◆ WHAT THE EXERCISE ASKS ◆
What must be handed in is the entire listing, exactly as written, with no pictures.

◆ EXTRACTED MATERIAL ◆
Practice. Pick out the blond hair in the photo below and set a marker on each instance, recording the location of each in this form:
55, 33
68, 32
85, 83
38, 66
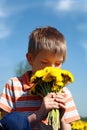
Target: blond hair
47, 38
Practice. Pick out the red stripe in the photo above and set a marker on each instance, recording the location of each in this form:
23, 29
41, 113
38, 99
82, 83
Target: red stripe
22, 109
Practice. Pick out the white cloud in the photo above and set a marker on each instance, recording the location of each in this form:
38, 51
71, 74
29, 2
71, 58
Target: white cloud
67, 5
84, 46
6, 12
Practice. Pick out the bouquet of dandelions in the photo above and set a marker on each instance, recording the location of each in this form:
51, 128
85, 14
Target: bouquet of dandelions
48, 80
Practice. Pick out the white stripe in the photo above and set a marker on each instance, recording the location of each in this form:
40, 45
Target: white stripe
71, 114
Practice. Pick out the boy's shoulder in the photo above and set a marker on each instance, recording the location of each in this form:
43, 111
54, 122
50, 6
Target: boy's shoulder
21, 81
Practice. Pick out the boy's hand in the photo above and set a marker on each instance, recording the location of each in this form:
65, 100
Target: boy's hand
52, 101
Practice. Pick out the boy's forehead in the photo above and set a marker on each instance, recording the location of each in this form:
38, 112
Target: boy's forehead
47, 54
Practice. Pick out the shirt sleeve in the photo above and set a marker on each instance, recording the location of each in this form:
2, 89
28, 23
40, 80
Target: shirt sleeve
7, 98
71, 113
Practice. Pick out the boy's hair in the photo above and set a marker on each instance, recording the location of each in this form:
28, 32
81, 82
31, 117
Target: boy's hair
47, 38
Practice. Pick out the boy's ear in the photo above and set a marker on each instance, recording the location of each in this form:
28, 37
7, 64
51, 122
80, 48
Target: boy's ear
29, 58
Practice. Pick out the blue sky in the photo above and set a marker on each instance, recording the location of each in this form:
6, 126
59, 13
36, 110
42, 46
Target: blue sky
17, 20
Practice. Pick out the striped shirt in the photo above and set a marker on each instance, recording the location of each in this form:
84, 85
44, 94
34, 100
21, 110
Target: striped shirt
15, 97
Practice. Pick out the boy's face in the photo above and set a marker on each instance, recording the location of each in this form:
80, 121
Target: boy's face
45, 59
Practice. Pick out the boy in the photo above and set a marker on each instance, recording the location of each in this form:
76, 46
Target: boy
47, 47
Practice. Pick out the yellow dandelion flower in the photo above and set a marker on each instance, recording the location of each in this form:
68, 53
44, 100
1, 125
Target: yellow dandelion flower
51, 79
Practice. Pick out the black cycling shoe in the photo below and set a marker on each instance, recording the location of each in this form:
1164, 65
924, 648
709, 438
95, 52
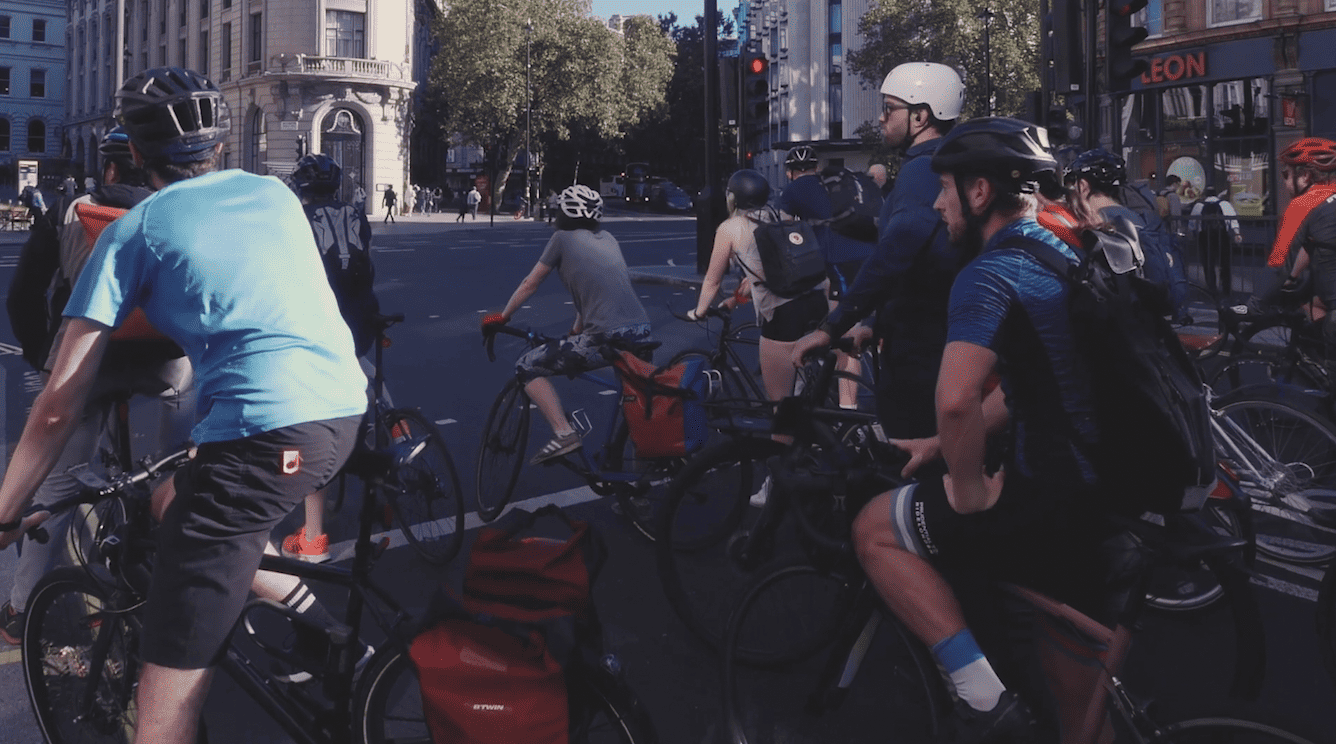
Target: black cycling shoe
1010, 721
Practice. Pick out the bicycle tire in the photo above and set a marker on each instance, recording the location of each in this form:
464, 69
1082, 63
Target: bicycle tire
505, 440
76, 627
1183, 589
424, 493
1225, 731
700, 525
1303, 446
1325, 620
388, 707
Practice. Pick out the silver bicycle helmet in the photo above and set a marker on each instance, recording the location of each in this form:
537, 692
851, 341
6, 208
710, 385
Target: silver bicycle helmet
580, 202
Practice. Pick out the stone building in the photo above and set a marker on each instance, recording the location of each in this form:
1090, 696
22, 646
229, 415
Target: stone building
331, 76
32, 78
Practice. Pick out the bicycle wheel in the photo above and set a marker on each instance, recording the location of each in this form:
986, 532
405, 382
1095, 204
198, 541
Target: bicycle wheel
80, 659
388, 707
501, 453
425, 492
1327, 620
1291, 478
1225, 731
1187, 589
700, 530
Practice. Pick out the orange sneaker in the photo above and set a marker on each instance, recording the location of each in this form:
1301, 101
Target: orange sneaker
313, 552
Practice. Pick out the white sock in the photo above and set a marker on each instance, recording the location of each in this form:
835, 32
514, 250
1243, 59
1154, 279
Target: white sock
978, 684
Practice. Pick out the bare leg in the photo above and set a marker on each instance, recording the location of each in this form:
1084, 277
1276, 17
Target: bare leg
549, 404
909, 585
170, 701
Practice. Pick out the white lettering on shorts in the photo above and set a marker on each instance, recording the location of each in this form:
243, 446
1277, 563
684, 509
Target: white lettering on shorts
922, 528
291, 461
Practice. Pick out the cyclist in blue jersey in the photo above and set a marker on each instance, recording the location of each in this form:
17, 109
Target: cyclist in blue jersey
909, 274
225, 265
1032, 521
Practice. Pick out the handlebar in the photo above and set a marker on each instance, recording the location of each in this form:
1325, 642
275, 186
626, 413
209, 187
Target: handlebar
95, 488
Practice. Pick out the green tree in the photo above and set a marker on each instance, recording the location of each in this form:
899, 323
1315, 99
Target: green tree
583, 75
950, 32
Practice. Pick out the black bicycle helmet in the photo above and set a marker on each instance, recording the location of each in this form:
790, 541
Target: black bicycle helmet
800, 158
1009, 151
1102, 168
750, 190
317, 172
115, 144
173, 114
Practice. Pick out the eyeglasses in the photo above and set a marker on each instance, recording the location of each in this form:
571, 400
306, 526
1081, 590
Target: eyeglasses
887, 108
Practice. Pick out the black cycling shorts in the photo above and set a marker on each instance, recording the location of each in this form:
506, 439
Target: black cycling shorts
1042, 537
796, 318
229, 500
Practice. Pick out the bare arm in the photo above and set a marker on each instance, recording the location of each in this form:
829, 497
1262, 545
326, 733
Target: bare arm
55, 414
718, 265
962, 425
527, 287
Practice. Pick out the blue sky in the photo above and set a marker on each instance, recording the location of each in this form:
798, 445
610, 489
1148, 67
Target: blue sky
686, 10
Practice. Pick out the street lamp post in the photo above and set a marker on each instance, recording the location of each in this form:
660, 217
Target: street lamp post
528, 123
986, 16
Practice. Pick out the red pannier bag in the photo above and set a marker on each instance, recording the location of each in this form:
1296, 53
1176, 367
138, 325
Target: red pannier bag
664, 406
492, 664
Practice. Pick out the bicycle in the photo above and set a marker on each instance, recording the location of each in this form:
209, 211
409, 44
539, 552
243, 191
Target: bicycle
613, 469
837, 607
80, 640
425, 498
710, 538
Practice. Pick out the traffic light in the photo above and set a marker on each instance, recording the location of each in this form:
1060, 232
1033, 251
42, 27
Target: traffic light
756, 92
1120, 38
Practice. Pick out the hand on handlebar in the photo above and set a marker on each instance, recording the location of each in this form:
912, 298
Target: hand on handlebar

◆ OUTPUT ◆
Practice. Pick out the blond hair in the photo below and set a marker on each instance, recording the location of each in this form:
55, 33
68, 32
85, 83
38, 66
Target: blond hair
47, 38
Practice. Pick out the red stripe in the photo above and set a marker on each instance, recording the location of each in this form:
23, 29
41, 113
38, 99
82, 83
Target: red stripe
22, 109
Practice. Pick out the white cloud in the photo above and set a marker on each instance, recording the location of each in this form:
38, 51
71, 74
29, 2
71, 58
Target: white cloud
67, 5
84, 46
6, 12
Practice. Pick out the bouquet of dandelions in the photo above and set a marker on each instance, recording the location of each in this form:
51, 128
85, 14
Target: bouquet of dandelions
48, 80
Practice. Pick out the white stripe in the photo above and set a marker on each instance, recording the location of each in this form:
40, 45
Target: white stripe
71, 114
Practice. Pick out the boy's shoulder in the photo above and set a marker on each instance, recording the location of each in this form:
43, 111
54, 122
50, 6
Target: boy's shoulder
21, 81
Practice. Pick out the boy's hand in the photo above and set a marker on each instance, recording the location of each in this form:
65, 100
Target: boy's hand
52, 101
Practice. Pick out the boy's forehead in the photo above and set a marker on each instance, recording the location of each in this form:
38, 112
Target: boy's forehead
47, 54
Practice. Pick out the shirt sleeve in the photo above and set a marker on each instance, recording the location of each in this form:
2, 89
28, 23
40, 80
Target: shirt sleeve
7, 98
71, 113
Practice. Pick out the boy's hair in the photo above and set a marker on each instance, recording the location of each in this form:
28, 32
81, 82
31, 117
Target: boy's hair
47, 38
Practice. Pick out the boy's ear in the photo above and set a marker on each instance, recording the location of each in this form:
28, 37
7, 64
51, 122
80, 48
Target: boy's ear
29, 58
Practice. Pick out the blue sky in the photo above and set a marker on each instance, recording the location of each in this form:
6, 126
59, 13
36, 110
42, 46
Target: blue sky
17, 20
Practice. Pick out the striped shirt in the photo above and set a marker on each instance, recording the location of each in this form:
84, 85
44, 94
34, 100
21, 110
Target: striped shirt
15, 97
Practice. Pick out the boy's face in the photo above and set a marker on each instance, recording the location of each in this form:
80, 121
Target: boy's face
45, 59
Practice. Pick out the boy in the photo above and set a marker on each instance, recording the location of each in this form:
76, 46
Target: boy
47, 47
Practice. Pick out the yellow dandelion flower in the photo above and set a marker on each instance, recording the location of each in this form:
68, 53
44, 100
1, 125
Target: yellow dandelion flower
51, 79
Practice. Pick out the black cycling shoe in the photo below and set a marker on each instance, recording the location of each in this form:
1164, 65
924, 648
709, 438
95, 52
Target: black cycling shoe
1010, 721
Practice. Pick out the bicycle tire in the photo above and set a marker on each instance, recording the location of each in this form:
464, 69
1082, 63
Target: bicycle tire
505, 440
76, 627
1183, 589
424, 493
1225, 731
700, 525
1303, 446
1325, 620
388, 707
Practice. Pick out the silver bicycle helmet in the photo above and set a marker on each instance, recording the location of each in this form:
537, 692
851, 341
6, 208
710, 385
Target: silver bicycle helmet
580, 202
Practice. Pick out the stone building in the photo above and set a marker on each instance, recording the location of each in this form:
1090, 696
22, 646
229, 415
Target: stone building
331, 76
32, 78
Practice. Pick out the bicycle wheel in the photo above and set a marker on each instance, recording the location of each in this form:
986, 532
405, 382
1095, 204
198, 541
Target: bicycle wheel
80, 659
388, 707
501, 453
425, 492
1327, 620
1291, 478
1225, 731
1187, 589
700, 530
Practice. Pick out the orange sneaker in the photo above and set a marker on each instance, recording the location of each in this form:
1301, 101
Target: orange sneaker
313, 552
Practice. Pick out the white sock in the photo above and set a marker on each instance, recording the location of each in this form:
835, 32
514, 250
1243, 59
1154, 279
Target: white sock
978, 684
Practice. Pick out the bare leg in the photo above and set a marker on each instance, recording the location of each in this form:
1084, 277
1276, 17
Target: bare leg
549, 404
909, 585
170, 701
Practice. Pick out the white lettering on shorts in the photo above and set a marker on each instance, recording the location of each in this form:
243, 446
1277, 563
684, 509
Target: white lettering on shorts
922, 528
291, 461
Practice. Pick out the cyclist in blue jersey in the photo above and set a marker on each instance, recording the location of each in this form:
17, 109
Target: cyclist in blue jersey
909, 274
225, 265
1032, 521
Practice. Pick out the handlebar in the photo above and set a marker on each instance, recording the location of each in this form:
1325, 642
275, 186
626, 413
209, 187
Target: handlebar
95, 488
Practice. Pick out the green tree in the photo above and set a marker on each instance, recording the location of each in this form:
899, 323
1315, 99
Target: green tree
583, 75
950, 32
Practice. Pick out the black bicycle helmet in the photo above and set a marker on each instance, recording the location of each in this form:
790, 541
Target: black bicycle helmet
800, 158
1009, 151
1102, 168
750, 190
317, 172
115, 144
173, 114
Practice. Pick out the eyeglasses in the photo above and set a marker on each instance, recording the location of each in this form:
571, 400
306, 526
1081, 590
Target: eyeglasses
887, 108
Practice. Pick out the black cycling shorts in the photo above and set a marker on each instance, recording the location of each in this form:
506, 439
Target: black cycling shorts
1042, 537
796, 318
229, 500
Practice. Pick out the bare arm in the photo above and set a marker on each instance, recording the location of each in this form:
829, 497
1262, 545
326, 733
Target: bare arm
55, 414
718, 265
962, 425
527, 287
Practice. Pick out the blue sky in the photo above and set a marker on each instance, recording the location of each in this form:
798, 445
610, 489
1148, 67
Target: blue sky
686, 10
Practice. Pick out the street lamp post in the photo above and set a marker on each instance, recording the location of each in this form:
660, 217
Target: street lamp post
528, 123
986, 16
Practice. Pick out the red pannier bag in the photo above and set a marker on each instance, recording the location of each in this form:
1296, 53
1176, 367
138, 325
Target: red pannier bag
664, 406
492, 664
Practice. Pick out the bicycle in the photo above and set a marker on each instance, recording the location of each in this form:
209, 211
409, 44
539, 552
243, 191
Target: bicycle
613, 469
837, 607
80, 640
425, 498
710, 538
Practice. Pick out the traffic light in the photo above and set a marker on each instance, recording the location of each in this form:
1060, 232
1033, 251
42, 27
Target: traffic light
756, 92
1120, 38
Practice. Pick out the hand on handlebar in the photo above and set a marker on each instance, recording the location of each in this form:
912, 298
Target: hand on handlebar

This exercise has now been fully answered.